Instructions for the task —
List each line in the records below that contains the string "concrete", matching case exactly.

Coordinate annotation records:
— BEGIN —
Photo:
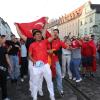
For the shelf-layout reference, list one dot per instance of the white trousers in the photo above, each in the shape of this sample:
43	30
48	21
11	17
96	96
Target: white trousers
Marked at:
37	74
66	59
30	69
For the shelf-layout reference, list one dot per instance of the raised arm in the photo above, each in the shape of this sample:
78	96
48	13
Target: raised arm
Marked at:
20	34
— END —
— BEGIN —
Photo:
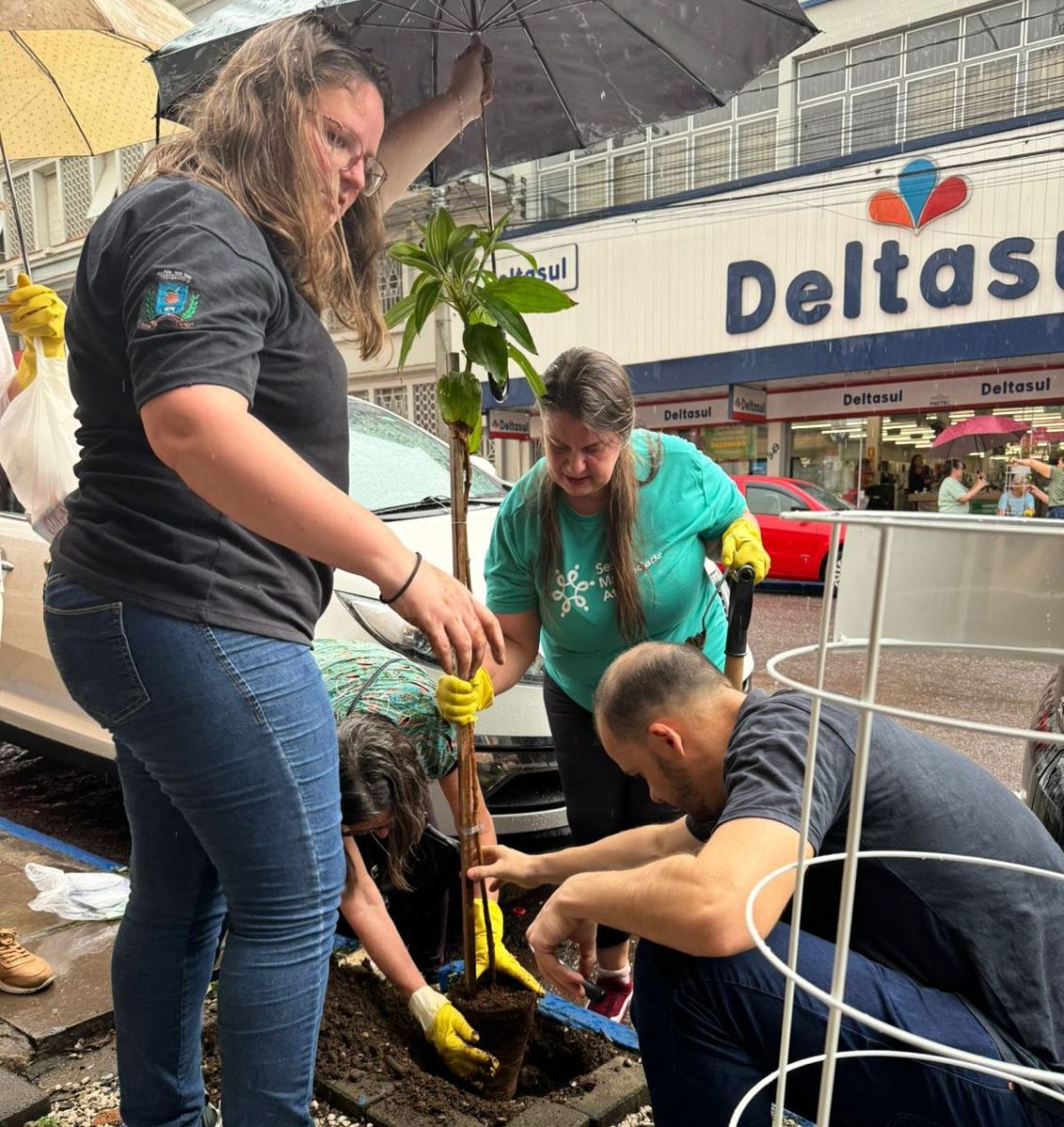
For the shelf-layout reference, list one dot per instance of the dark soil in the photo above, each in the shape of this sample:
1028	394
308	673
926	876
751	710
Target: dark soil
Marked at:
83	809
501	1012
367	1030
— END —
— BEGIN —
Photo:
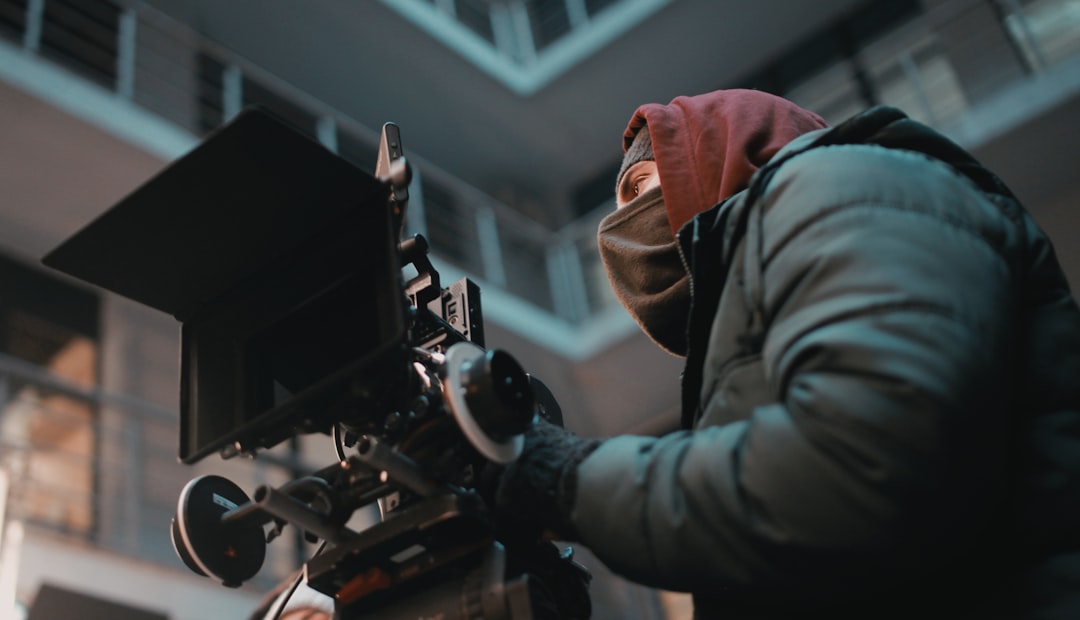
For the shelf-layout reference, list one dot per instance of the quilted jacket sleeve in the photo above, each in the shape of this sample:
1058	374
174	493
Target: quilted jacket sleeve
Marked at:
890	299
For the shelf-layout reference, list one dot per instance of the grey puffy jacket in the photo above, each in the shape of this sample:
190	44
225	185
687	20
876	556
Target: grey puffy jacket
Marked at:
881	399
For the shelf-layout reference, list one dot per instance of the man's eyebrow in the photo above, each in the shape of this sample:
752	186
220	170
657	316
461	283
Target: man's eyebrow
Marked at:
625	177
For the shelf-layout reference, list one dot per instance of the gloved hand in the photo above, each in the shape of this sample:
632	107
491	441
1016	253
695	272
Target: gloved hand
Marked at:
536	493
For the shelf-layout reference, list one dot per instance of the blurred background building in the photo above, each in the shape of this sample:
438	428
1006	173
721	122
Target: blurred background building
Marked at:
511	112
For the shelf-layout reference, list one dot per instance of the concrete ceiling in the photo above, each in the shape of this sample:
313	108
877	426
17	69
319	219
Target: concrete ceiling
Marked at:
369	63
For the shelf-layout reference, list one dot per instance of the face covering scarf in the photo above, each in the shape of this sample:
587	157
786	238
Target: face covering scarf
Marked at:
— END —
Answer to the exercise —
For the shelf-layout reference, list one dot per instance of the concrete ceiling in the photo above, each in the shape of this sample:
Target: concrete ceiling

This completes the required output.